**WHAT IS NEEDED:** Starting with the line that has "positive clicks: (22, 22)" in the records below and ending with the line that has "box: [0, 0, 584, 222]", output those lines exactly and nothing more; omit the pictures.
====== DATA SHOWN
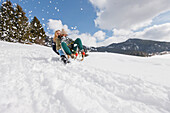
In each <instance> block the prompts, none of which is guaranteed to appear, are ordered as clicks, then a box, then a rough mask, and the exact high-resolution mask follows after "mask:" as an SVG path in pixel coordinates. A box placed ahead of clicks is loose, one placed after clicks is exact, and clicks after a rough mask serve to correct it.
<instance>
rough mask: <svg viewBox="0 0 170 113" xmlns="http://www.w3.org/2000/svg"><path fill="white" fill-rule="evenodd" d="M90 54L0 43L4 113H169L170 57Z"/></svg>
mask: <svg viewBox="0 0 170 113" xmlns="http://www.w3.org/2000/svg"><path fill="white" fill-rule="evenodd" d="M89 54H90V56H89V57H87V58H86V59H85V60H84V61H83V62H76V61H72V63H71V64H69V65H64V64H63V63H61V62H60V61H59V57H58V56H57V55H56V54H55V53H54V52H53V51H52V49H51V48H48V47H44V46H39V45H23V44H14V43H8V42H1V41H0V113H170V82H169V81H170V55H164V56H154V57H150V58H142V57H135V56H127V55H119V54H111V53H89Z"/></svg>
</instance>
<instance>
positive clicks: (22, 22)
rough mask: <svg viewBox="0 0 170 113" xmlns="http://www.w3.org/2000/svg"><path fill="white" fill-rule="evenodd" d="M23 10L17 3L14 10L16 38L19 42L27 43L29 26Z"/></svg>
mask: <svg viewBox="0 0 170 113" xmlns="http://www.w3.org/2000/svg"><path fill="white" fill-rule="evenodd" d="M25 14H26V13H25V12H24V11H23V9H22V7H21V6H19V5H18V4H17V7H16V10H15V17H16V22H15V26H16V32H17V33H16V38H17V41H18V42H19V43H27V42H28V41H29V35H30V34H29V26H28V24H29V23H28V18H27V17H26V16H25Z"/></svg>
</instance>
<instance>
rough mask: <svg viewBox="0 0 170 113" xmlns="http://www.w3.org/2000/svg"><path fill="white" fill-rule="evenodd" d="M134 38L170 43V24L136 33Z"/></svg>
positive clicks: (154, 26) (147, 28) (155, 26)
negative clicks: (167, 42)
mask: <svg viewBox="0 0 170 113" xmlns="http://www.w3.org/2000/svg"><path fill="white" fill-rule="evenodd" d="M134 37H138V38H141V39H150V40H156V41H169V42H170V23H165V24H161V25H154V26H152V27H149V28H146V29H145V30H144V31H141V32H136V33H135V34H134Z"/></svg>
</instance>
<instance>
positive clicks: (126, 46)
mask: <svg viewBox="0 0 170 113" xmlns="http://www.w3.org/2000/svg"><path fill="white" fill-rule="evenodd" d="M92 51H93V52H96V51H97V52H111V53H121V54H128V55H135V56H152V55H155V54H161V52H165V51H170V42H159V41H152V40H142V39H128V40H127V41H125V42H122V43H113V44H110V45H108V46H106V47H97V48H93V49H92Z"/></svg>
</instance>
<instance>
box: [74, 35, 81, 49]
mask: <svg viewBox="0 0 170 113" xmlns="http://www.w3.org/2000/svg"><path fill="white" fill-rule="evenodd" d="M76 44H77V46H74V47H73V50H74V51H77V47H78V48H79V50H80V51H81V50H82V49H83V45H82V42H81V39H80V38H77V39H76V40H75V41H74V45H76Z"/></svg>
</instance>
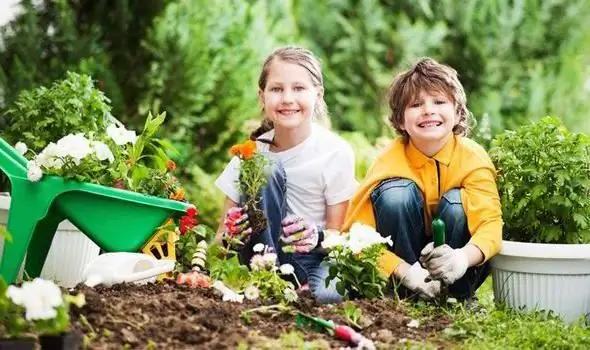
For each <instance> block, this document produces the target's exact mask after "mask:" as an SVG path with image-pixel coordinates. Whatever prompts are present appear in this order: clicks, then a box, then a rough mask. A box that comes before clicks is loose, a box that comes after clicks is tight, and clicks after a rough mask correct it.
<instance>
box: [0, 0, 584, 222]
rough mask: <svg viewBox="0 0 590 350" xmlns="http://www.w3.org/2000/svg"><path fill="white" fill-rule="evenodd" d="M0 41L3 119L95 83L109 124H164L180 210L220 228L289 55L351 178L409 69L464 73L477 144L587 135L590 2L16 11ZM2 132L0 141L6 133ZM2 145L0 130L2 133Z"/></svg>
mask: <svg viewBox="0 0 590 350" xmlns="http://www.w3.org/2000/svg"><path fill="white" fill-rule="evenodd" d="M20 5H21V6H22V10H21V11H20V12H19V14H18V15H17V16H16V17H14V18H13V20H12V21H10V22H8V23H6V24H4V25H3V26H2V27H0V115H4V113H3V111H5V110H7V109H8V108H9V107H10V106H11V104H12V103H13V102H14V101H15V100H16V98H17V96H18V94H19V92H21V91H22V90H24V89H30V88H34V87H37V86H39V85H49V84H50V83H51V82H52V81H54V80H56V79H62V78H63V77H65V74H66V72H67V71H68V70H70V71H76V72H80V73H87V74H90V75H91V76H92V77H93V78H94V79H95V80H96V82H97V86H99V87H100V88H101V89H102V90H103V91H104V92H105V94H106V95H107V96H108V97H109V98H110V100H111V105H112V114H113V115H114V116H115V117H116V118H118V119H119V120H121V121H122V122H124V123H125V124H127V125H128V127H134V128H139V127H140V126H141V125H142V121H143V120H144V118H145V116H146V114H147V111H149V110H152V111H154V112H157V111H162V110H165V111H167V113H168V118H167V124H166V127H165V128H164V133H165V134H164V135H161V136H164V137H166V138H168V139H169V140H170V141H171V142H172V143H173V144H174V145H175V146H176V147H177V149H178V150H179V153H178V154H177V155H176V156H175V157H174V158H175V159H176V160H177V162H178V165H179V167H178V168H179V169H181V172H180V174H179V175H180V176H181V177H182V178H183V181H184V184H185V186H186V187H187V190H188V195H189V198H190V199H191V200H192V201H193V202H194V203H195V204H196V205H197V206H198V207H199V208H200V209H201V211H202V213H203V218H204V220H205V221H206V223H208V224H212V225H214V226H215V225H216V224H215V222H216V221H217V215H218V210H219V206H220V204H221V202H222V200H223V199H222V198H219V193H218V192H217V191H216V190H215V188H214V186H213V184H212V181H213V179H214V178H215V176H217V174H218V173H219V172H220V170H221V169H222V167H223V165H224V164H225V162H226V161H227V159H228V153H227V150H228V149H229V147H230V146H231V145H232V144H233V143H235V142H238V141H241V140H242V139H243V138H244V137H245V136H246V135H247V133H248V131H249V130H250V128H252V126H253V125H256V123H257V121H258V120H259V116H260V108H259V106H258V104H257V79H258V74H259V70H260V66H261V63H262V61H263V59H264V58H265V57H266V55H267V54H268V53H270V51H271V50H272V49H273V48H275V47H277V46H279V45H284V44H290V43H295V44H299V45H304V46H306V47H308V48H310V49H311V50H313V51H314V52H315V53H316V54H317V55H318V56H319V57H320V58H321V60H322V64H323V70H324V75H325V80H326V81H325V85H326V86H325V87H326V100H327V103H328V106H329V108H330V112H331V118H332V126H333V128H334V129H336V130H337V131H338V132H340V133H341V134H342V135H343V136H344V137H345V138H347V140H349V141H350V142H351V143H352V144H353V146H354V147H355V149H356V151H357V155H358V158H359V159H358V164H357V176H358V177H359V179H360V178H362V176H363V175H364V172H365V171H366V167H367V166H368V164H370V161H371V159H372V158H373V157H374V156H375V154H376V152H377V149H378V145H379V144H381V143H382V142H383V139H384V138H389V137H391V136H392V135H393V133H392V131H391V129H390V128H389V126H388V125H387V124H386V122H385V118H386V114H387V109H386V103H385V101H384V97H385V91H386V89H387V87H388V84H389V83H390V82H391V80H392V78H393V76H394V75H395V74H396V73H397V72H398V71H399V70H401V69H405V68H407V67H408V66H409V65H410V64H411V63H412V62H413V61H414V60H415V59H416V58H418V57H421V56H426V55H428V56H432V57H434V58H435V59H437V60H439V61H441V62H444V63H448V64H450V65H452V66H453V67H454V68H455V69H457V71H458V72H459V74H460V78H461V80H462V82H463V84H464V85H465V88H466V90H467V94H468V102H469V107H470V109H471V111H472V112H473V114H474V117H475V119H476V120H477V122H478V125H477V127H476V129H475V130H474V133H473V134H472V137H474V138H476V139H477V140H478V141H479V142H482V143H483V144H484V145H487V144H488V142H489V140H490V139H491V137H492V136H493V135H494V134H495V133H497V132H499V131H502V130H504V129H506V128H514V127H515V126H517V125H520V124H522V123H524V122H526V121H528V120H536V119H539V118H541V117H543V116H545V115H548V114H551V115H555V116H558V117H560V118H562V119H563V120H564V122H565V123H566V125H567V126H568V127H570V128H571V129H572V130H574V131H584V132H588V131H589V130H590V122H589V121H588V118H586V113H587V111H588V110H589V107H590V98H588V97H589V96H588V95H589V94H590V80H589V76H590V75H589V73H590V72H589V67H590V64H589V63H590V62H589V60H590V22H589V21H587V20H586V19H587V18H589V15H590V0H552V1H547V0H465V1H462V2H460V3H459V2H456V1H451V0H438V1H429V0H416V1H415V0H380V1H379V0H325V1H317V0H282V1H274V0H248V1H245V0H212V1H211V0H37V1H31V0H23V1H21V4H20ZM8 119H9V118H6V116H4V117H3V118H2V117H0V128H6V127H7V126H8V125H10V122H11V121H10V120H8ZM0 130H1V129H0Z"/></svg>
============
**SOLUTION FOR THIS EXERCISE:**
positive clicks: (22, 22)
rough mask: <svg viewBox="0 0 170 113" xmlns="http://www.w3.org/2000/svg"><path fill="white" fill-rule="evenodd" d="M23 10L17 3L14 10L16 38L19 42L27 43L29 26Z"/></svg>
mask: <svg viewBox="0 0 170 113" xmlns="http://www.w3.org/2000/svg"><path fill="white" fill-rule="evenodd" d="M25 14H26V13H25V12H24V11H23V9H22V7H21V6H19V5H18V4H17V7H16V10H15V17H16V22H15V26H16V32H17V33H16V38H17V41H18V42H19V43H27V42H28V41H29V35H30V34H29V26H28V24H29V23H28V18H27V17H26V16H25Z"/></svg>
</instance>
<instance>
rough mask: <svg viewBox="0 0 170 113" xmlns="http://www.w3.org/2000/svg"><path fill="white" fill-rule="evenodd" d="M134 38L170 43V24L136 33Z"/></svg>
positive clicks: (154, 26) (147, 28) (155, 26)
negative clicks: (167, 42)
mask: <svg viewBox="0 0 170 113" xmlns="http://www.w3.org/2000/svg"><path fill="white" fill-rule="evenodd" d="M134 37H138V38H141V39H150V40H156V41H169V42H170V23H165V24H161V25H154V26H152V27H149V28H146V29H145V30H144V31H141V32H136V33H135V34H134Z"/></svg>
</instance>
<instance>
positive clicks: (126, 46)
mask: <svg viewBox="0 0 170 113" xmlns="http://www.w3.org/2000/svg"><path fill="white" fill-rule="evenodd" d="M92 51H93V52H96V51H97V52H111V53H121V54H128V55H135V56H152V55H155V54H161V52H165V51H170V42H159V41H152V40H142V39H128V40H127V41H125V42H122V43H113V44H110V45H108V46H106V47H97V48H93V49H92Z"/></svg>
</instance>
<instance>
box: [74, 35, 81, 49]
mask: <svg viewBox="0 0 170 113" xmlns="http://www.w3.org/2000/svg"><path fill="white" fill-rule="evenodd" d="M76 44H77V46H74V47H73V50H74V51H77V47H78V48H79V50H80V51H81V50H82V49H83V45H82V42H81V39H80V38H77V39H76V40H75V41H74V45H76Z"/></svg>
</instance>
For each <instance> block, this document produces the target's exact mask after "mask:" as an SVG path with image-pixel coordinates. Whatever prompts are present appear in this order: clicks, then a box, then a rough mask. A box that comes before clicks is loose, a box that comes after clicks is tight, and clicks after a rough mask correct it.
<instance>
box: [0, 0, 584, 222]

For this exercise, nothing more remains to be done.